== WHAT YOU SHOULD DO ==
What you return must match the records below exactly, down to each character.

== SUPPLIED RECORDS ==
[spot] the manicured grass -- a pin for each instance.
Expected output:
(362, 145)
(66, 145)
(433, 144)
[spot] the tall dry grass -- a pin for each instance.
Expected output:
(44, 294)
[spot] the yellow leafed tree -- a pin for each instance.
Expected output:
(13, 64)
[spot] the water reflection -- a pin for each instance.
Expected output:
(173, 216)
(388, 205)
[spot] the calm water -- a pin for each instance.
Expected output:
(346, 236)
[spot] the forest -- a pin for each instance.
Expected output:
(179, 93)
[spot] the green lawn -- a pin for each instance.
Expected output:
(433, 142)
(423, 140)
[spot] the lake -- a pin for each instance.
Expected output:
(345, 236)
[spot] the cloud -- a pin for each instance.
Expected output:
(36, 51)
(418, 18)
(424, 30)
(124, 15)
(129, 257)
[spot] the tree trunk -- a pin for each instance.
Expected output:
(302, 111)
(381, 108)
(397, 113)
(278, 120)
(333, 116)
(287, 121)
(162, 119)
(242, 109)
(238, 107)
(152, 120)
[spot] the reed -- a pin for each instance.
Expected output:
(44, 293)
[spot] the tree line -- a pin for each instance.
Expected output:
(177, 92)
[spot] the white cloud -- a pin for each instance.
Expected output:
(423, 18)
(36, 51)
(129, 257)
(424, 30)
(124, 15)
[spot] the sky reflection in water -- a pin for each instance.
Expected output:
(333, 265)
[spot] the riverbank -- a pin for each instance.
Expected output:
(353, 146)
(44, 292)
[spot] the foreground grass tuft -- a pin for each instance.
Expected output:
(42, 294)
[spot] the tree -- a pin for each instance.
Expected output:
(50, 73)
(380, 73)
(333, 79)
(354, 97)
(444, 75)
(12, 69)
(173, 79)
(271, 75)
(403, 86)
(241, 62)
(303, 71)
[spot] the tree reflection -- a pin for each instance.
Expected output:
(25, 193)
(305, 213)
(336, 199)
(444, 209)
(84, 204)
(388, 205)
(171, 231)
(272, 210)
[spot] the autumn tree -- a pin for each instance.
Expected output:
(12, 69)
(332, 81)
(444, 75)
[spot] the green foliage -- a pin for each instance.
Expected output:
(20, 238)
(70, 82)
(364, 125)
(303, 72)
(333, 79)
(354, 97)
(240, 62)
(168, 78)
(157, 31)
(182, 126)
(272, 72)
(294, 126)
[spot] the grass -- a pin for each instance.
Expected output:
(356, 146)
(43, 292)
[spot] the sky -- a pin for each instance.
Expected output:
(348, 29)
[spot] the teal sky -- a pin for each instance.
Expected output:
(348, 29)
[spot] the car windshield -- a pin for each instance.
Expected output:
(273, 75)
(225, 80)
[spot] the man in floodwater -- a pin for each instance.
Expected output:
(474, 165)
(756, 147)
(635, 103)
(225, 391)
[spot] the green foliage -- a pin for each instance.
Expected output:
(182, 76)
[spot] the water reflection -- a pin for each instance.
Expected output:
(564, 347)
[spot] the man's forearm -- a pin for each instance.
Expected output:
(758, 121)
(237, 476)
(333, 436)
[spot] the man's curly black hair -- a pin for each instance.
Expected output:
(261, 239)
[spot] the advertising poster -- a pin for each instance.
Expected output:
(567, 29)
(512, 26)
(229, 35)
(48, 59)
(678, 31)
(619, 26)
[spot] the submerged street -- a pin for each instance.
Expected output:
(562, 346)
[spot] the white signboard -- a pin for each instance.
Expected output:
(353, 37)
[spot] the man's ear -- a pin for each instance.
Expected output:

== TASK SOLUTION ==
[spot] the manicured grass -- a pin for each instance.
Expected output:
(362, 145)
(66, 145)
(433, 144)
[spot] the tall dry grass -- a pin for each instance.
Expected output:
(44, 294)
[spot] the yellow leafed tree -- a pin for each instance.
Expected output:
(13, 64)
[spot] the water reflection -- a pin for each instance.
Expected output:
(173, 216)
(388, 205)
[spot] the calm water -- a pin for each instance.
Expected output:
(346, 236)
[spot] the forest -- a pin for each instance.
Expected output:
(179, 93)
[spot] the green lawn -- a pin for each instance.
Expected output:
(433, 142)
(423, 140)
[spot] the lake -- a pin for each instance.
Expected output:
(345, 236)
[spot] the cloud -- a pin for each instance.
Expected output:
(36, 51)
(418, 18)
(424, 30)
(124, 15)
(129, 257)
[spot] the tree trunk -- a pin for each instance.
Expected output:
(302, 111)
(381, 108)
(397, 113)
(278, 120)
(333, 116)
(287, 121)
(162, 119)
(242, 109)
(238, 107)
(152, 120)
[spot] the reed -- a pin for each instance.
Expected output:
(44, 293)
[spot] the tree line -- a pin for each instance.
Expected output:
(177, 92)
[spot] the white cloud -- a pin for each instance.
Expected output:
(423, 18)
(36, 51)
(129, 257)
(424, 30)
(124, 15)
[spot] the sky reflection in water -- a pin for each instance.
Expected output:
(333, 265)
[spot] the riverbank -- a pin for each instance.
Expected output:
(353, 146)
(44, 292)
[spot] the foreground grass tuft -- a pin for each instance.
Expected output:
(42, 294)
[spot] the tree -- a pin for each instance.
Expected output:
(50, 73)
(380, 73)
(333, 79)
(354, 97)
(444, 75)
(12, 69)
(173, 79)
(271, 75)
(403, 86)
(241, 62)
(303, 71)
[spot] the tree reflection -- a pin for each instance.
Expected output:
(25, 193)
(305, 213)
(336, 199)
(444, 209)
(84, 204)
(388, 205)
(171, 231)
(272, 210)
[spot] the autumn tree -- a pin for each instance.
Expected output:
(12, 69)
(332, 81)
(444, 75)
[spot] the green foliage -- a pin for each instance.
Expected output:
(20, 238)
(70, 82)
(364, 125)
(303, 72)
(333, 79)
(354, 97)
(240, 62)
(168, 78)
(157, 31)
(182, 126)
(272, 72)
(294, 126)
[spot] the grass -- a pin for each instance.
Expected output:
(356, 146)
(43, 292)
[spot] the sky -- a pin for each instance.
Expected output:
(348, 29)
[spot] the teal sky -- a pin for each instance.
Expected output:
(348, 29)
[spot] the car windshield -- a pin for each instance.
Expected output:
(273, 75)
(225, 80)
[spot] the man in floodwater -- a pin for each instance.
Expected output:
(474, 165)
(756, 147)
(635, 103)
(225, 391)
[spot] the green foliage -- a pin for each instance.
Expected output:
(182, 76)
[spot] the water reflection -- a pin for each instance.
Expected output:
(564, 347)
[spot] the man's forearm -- a pin for each instance.
Expected output:
(758, 121)
(237, 476)
(333, 436)
[spot] the man's curly black hair -- a pin for each instance.
Expected output:
(261, 239)
[spot] the advertising poster -- a pin for each instance.
Expected output:
(567, 29)
(512, 26)
(229, 35)
(48, 59)
(678, 31)
(619, 26)
[spot] the submerged street -- a pin for each instance.
Expected output:
(562, 346)
[spot] the white signboard -- a pin for each instance.
Expected output:
(353, 37)
[spot] the man's ear -- a pin for each instance.
Expected output:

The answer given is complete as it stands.